Study questions:
#1 According to the article on social media and youth mental health, about how many school districts have joined the two lawsuits against social media platforms?
#2 Please pick up the article on social media and youth mental health after its final sentence and carry it forward.

Extract:
+ + + + + + +

Tech industry groups dispute the links and say policies that seek to penalize social media companies infringe on freedoms enshrined in the constitution.
"There are real, constitutional solutions based in fact and reason," said Carl Szabo, vice president and general counsel at NetChoice, a group that advocates for free expression on the internet and includes Google, Meta and others as members.
That includes "educating kids about digital safety and security in the classroom and empowering law enforcement to prosecute the crimes perpetrated against young people online," he said in emailed comments.
"Policymakers in New York should start there instead of infringing the rights of their citizens."
But pressure for policy action is building, and Adriane Casalotti, chief of government and public affairs for the National Association of County and City Health Officials, said New York's effort was being watched nationally.
The association represents about 3,000 public health departments across the country, and "many of them are talking to their school systems about synergies to address mental health challenges – particularly after the pandemic," Casalotti said.
Meanwhile, more than 200 bills on online content moderation were introduced in state legislatures in recent months, according to the Computer & Communications Industry Association.
Several states have passed laws to require age verification, while others have sought to control how data is collected and stored, or to open up platforms to be sued – though many of these efforts have run into legal obstacles, as well as pushback from civil liberties groups.
In addition, about 460 school districts have joined two lawsuits against five social media platforms, accusing them of playing a "major role in causing" youth mental health problems.
"These social media companies have direct impacts on the social emotional well-being of our residents," said Patricia Socarras, communications director for Providence, Rhode Island, a party in one of the suits.
NetChoice's Szabo has called one of the lead school lawsuits an effort to find a "scapegoat" for broader societal problems instead of "trying to teach kids how to better operate online."
Safety first
Several federal proposals dealing with concerns about children and the internet are pending in Congress, and in May the White House created an inter-agency task force to look into kids' online health and safety, with recommendations due early next year.

+ + + + + + +

Extracted data:

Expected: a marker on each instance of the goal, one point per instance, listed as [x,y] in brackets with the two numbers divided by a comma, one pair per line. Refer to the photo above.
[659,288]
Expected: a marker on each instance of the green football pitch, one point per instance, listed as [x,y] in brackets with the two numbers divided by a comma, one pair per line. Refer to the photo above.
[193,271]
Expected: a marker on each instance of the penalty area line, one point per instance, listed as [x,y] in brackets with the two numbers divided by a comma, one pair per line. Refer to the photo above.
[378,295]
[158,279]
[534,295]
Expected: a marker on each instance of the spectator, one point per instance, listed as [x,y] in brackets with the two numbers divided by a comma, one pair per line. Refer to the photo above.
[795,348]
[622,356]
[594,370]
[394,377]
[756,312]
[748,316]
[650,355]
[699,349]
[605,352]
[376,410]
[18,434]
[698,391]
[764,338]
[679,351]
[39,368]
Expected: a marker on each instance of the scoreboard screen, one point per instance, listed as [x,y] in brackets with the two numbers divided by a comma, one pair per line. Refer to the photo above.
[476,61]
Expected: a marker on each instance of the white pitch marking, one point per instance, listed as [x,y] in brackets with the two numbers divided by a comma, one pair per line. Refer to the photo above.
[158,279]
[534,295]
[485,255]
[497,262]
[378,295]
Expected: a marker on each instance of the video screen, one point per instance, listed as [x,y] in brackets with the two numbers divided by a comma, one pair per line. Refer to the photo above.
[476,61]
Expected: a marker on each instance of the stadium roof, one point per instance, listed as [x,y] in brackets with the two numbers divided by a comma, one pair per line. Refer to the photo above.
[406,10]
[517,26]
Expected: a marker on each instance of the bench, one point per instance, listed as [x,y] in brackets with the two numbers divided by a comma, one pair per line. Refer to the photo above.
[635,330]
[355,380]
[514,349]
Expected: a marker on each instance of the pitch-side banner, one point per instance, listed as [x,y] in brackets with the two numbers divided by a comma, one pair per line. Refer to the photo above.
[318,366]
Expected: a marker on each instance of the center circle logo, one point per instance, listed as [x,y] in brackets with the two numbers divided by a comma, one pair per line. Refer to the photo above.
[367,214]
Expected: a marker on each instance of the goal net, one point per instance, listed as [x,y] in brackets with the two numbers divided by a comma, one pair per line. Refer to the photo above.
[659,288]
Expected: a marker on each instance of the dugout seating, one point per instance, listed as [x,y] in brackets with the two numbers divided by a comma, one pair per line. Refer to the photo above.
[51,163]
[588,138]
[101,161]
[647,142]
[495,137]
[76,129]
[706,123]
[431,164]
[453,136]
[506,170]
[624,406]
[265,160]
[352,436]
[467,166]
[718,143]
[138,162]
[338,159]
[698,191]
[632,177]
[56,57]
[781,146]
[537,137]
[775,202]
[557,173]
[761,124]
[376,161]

+ + + + + + +

Answers for the tasks:
#1 About 460 school districts.

#2
During the same month, the U.S. surgeon general published an advisory warning of "ample indicators" of the risk of harm to youth mental health.
The advisory encouraged a "safety-first" approach to the issue, said Kris Perry, executive director of Children and Screens: Institute of Digital Media and Child Development, a research organization.
Such an approach acknowledges the positive potential for kids' social media use, she said, such as offering community and support for LGBTQ+ youths, while seeking to tackle an "array of harms that cross over multiple parts of a child's development."
Public utility model
Social media has become so "ubiquitous" that it requires equally far-reaching regulations, Perry said, a position that has led some people to call for social media to be regulated in the same way as public utilities such as water companies.
The regulation of pipelines might offer a better model, said Ted Kury, energy studies director at the University of Florida's Public Utility Research Center. That could require establishing rules for the provision of content, with fines for platforms that fail to comply.
But implementation could be tricky, Kury warned, complicated by constitutional speech protections, the speed with which social media use changes, and the extent to which fines could influence companies.
Still, the rising conversation on the issue at local levels might also offer an advantage in seeking to create new regulation, he said: smaller groups such as cities may find it easier to arrive at public agreement on the goals of new regulation.
"With local groups, societal preferences may be a bit more united," Kury said.
"That's an advantage, as it might make it a bit easier to define those goals – and that's a critical first step."